*Text segment*.

Pandemics in literature bring consolation

Pandemics in literature bring consolation

One feature of the onset of the pandemic emergency has been a strong interest in reading great literature dealing with plagues. Writers in the major newspapers and literary journals have ransacked The Plague/ La Peste by Albert Camus, Daniel Defoe’s A Journal of the Plague Year and most recently Mary Shelley’s The Last Man for insights into our current situation. As someone interested in the field of theology and literature and as one of the editors of an encyclopaedia covering the afterlife of the Bible, I naturally believe that literature can stimulate sharpened understanding and human empathy in situations of this kind. My own recent reading has reminded me of John Milton’s experience of the plague (in a life filled with plenty of other traumatic events) and of the fact that one of the great founders of European literature, Giovanni Boccaccio, set his masterpiece the Decameron in the context of the Florentine Black Death epidemic of 1340.

Until recently the word “disruption” and the associated adjective “disruptive” had a positive connotation. Successful business leaders were acclaimed for their ability to disrupt accepted ways of providing services or producing goods. Disruption, it seemed, was good for us. No longer does this seem to be the case. Instead people look for peace and continuity. It is reassuring to know that bird life goes on as before and (in the world of literature) that P.G. Wodehouse or Agatha Christie are still as diverting as ever. This is not just escapism. It is the search for some sort of balance in our minds, so that we can actually live with the horrors which fill the media and indeed real life for many people. The Bible itself contains literature of very different registers, from the plaintive laments of parts of the Psalms to the erotic poetry of the Song of Songs. The same is particularly true of the literary reception of the Bible, where a single story like that of Job can be rendered as high tragedy or as a farcical travesty, according to the cultural circumstances addressed by the writer. We need this range, both psychologically and spiritually.

Literature, at its best, helps us to come to terms with current experience. In fact it is often said that the mark of a great work is that we can read it at different points in our life and gain something new each time. To read Dostoevsky’s Crime and Punishment at the age of 50 is quite different from reading it at 20. To read Shakespeare’s Hamlet (or watch it on a live stream with the actors social distancing) during the pandemic is quite different from seeing it at some acclaimed performance at Stratford in the past. Somehow the memory of the previous experience becomes a foil for what comes across now.

Of course, not everybody is drawn to heavy masterpieces at a time of great anxiety. Just a few lines from the poetry of Stevie Smith or T.S. Eliot or Anna Akhmatova may meet the need. A voice different from our own voice and different from the homogenised messaging of the TV news and government statements. Perhaps that in the end is the theological value of reading any kind of creative literature. It cleanses the doors of perception and allows us to become more receptive to voice of the Other. In doing this it may also, far from being merely a comforting distraction, help us to live more fully in the present moment.

Anthony Swindell

The Rev’d Dr. Anthony Swindell D.D. is an author and Anglican priest.

*Saved entries*.
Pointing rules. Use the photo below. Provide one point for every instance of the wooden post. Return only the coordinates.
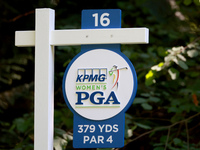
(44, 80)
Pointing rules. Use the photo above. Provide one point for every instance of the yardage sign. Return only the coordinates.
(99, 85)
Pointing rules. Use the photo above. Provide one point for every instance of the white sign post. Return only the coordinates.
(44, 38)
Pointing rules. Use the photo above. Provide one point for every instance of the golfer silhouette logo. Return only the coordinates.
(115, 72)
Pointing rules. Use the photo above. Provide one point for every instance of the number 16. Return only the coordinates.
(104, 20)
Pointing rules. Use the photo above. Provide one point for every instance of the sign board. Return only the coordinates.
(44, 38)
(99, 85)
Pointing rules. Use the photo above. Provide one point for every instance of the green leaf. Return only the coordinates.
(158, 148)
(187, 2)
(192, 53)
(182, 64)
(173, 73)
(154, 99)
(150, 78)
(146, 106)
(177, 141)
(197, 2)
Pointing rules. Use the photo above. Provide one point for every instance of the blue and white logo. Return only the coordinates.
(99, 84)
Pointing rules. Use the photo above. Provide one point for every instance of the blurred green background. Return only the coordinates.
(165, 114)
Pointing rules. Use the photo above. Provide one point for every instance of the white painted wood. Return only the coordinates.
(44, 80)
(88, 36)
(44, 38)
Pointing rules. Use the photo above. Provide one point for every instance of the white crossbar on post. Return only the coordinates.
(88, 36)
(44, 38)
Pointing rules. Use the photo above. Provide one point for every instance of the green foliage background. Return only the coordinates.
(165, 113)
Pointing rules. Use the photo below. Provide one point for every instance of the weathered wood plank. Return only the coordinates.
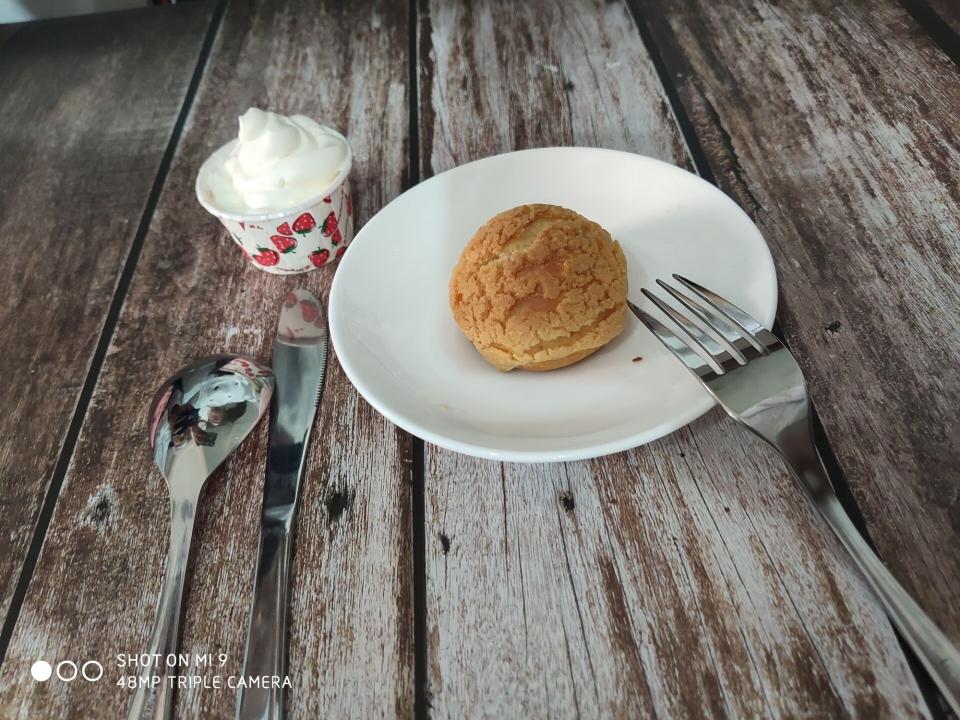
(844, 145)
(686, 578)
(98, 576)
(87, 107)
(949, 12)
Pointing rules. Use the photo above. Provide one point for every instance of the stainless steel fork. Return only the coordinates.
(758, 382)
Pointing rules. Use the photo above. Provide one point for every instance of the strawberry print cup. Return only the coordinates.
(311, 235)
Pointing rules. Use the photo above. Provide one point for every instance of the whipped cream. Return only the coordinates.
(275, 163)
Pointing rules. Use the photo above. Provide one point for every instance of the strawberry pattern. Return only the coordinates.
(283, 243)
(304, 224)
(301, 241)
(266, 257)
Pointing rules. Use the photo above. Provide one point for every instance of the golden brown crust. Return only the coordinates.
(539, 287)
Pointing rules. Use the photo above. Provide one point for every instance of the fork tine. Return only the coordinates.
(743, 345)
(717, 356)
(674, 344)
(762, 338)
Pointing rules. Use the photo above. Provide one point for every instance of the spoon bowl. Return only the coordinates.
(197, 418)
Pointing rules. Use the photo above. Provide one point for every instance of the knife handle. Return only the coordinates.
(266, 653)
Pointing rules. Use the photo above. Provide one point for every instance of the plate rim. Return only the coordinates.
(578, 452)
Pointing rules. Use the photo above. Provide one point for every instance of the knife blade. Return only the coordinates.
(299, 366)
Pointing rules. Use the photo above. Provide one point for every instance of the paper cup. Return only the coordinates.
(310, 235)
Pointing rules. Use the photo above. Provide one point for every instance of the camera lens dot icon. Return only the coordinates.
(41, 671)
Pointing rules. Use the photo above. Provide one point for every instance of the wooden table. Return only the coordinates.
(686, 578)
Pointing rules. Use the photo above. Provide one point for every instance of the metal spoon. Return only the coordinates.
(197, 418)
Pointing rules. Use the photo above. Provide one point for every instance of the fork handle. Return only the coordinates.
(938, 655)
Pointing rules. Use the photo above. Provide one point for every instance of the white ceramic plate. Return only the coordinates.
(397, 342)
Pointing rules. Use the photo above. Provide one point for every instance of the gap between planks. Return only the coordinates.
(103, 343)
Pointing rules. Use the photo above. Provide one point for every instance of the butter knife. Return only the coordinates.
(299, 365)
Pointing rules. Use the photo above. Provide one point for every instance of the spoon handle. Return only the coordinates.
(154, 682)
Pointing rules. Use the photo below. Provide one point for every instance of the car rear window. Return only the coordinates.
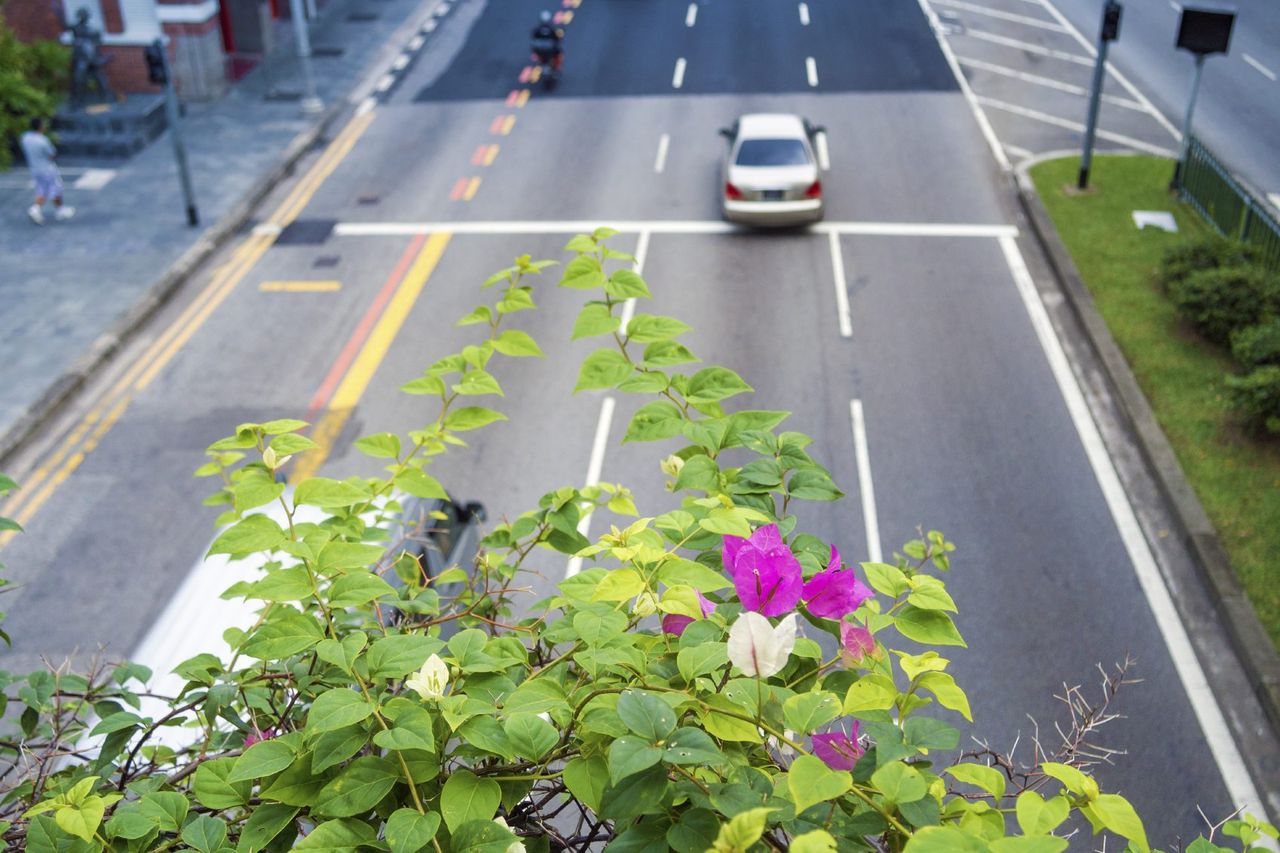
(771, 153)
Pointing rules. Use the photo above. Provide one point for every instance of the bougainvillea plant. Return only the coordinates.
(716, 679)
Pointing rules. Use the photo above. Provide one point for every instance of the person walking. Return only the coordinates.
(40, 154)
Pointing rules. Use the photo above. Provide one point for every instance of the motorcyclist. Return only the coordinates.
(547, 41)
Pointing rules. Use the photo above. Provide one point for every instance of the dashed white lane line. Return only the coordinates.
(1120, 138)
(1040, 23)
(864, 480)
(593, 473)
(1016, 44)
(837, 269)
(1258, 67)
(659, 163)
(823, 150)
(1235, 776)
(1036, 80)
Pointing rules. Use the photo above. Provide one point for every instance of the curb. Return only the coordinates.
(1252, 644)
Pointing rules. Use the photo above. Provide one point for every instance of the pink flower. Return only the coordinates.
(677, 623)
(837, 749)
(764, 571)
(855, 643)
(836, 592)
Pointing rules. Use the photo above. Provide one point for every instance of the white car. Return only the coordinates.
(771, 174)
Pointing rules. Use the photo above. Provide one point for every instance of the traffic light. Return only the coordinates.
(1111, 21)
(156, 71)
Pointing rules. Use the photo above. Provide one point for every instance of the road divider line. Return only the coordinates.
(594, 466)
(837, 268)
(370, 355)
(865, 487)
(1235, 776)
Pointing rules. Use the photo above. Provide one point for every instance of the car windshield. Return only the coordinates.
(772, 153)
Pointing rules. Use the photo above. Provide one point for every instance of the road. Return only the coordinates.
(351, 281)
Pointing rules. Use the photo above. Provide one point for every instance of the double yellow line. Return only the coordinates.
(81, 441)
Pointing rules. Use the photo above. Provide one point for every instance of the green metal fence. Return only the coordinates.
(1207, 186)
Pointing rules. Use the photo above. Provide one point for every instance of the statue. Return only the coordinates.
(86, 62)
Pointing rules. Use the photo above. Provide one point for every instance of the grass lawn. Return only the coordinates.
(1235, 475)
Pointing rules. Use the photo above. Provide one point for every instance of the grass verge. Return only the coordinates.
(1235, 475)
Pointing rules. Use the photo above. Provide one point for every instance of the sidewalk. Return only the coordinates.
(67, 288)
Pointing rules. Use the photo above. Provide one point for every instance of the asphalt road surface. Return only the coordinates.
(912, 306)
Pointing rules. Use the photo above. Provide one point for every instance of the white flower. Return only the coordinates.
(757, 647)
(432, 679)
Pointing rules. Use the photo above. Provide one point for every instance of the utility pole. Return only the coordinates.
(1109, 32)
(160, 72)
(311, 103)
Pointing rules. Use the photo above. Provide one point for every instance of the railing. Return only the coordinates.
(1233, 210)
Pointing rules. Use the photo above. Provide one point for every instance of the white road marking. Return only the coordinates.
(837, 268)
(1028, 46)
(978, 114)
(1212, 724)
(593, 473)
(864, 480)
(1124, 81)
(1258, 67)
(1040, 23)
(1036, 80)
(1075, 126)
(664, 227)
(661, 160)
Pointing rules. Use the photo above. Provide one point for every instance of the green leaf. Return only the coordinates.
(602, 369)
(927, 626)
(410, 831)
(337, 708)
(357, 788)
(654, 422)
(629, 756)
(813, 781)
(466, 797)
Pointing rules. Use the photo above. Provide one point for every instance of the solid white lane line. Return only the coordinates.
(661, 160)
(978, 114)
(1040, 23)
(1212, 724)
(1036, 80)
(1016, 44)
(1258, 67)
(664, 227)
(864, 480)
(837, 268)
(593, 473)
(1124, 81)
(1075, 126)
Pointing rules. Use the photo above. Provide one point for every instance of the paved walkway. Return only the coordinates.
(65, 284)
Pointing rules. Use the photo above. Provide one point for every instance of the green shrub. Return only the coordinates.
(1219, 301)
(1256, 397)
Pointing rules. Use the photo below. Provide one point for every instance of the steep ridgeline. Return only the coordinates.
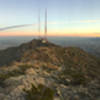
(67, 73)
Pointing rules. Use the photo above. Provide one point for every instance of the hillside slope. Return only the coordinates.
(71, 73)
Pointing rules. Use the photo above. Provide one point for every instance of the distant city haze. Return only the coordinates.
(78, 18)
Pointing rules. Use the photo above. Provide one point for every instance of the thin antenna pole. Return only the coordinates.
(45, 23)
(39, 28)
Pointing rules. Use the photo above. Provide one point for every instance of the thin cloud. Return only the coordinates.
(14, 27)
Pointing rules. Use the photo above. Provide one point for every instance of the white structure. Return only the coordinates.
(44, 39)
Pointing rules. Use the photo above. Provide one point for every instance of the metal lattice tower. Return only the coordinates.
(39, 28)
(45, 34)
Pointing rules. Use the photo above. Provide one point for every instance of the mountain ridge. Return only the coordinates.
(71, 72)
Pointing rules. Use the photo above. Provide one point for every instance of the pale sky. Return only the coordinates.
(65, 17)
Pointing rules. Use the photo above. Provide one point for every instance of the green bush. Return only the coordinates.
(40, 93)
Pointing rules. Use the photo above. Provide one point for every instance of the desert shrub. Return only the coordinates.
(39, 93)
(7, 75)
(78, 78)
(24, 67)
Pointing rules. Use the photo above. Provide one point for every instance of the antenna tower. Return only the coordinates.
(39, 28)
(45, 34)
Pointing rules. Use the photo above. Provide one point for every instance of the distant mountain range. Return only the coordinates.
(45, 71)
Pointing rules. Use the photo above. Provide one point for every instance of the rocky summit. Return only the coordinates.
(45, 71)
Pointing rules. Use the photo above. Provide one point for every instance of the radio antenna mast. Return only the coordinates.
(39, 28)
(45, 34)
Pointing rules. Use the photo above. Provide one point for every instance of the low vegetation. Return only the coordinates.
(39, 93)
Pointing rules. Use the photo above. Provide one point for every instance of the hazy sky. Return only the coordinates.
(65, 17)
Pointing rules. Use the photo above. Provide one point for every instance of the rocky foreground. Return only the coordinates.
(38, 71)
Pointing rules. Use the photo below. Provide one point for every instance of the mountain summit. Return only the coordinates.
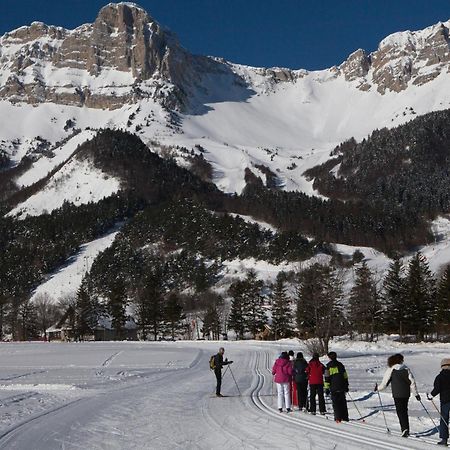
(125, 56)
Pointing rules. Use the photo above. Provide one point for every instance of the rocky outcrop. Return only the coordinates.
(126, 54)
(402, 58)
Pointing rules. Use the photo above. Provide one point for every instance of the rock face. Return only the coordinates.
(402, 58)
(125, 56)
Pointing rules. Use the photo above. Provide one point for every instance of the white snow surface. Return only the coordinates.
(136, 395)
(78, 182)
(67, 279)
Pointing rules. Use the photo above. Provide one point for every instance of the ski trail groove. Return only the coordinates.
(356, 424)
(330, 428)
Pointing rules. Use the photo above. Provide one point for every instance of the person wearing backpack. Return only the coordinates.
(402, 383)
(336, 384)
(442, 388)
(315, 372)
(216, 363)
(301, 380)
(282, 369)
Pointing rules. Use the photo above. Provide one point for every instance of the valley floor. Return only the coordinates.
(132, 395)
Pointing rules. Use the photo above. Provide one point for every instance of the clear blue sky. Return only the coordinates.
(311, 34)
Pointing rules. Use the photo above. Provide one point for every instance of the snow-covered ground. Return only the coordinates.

*Tasks*.
a. Reproduce the passage of the essay on pandemics in literature from "Of course, not" up to and including "the present moment.".
b. According to the essay on pandemics in literature, which three works have writers in the major newspapers and literary journals ransacked for insights into the current situation?

*Your responses*.
a.
Of course, not everybody is drawn to heavy masterpieces at a time of great anxiety. Just a few lines from the poetry of Stevie Smith or T.S. Eliot or Anna Akhmatova may meet the need. A voice different from our own voice and different from the homogenised messaging of the TV news and government statements. Perhaps that in the end is the theological value of reading any kind of creative literature. It cleanses the doors of perception and allows us to become more receptive to voice of the Other. In doing this it may also, far from being merely a comforting distraction, help us to live more fully in the present moment.

b. The Plague (La Peste) by Albert Camus, Daniel Defoe's A Journal of the Plague Year, and Mary Shelley's The Last Man.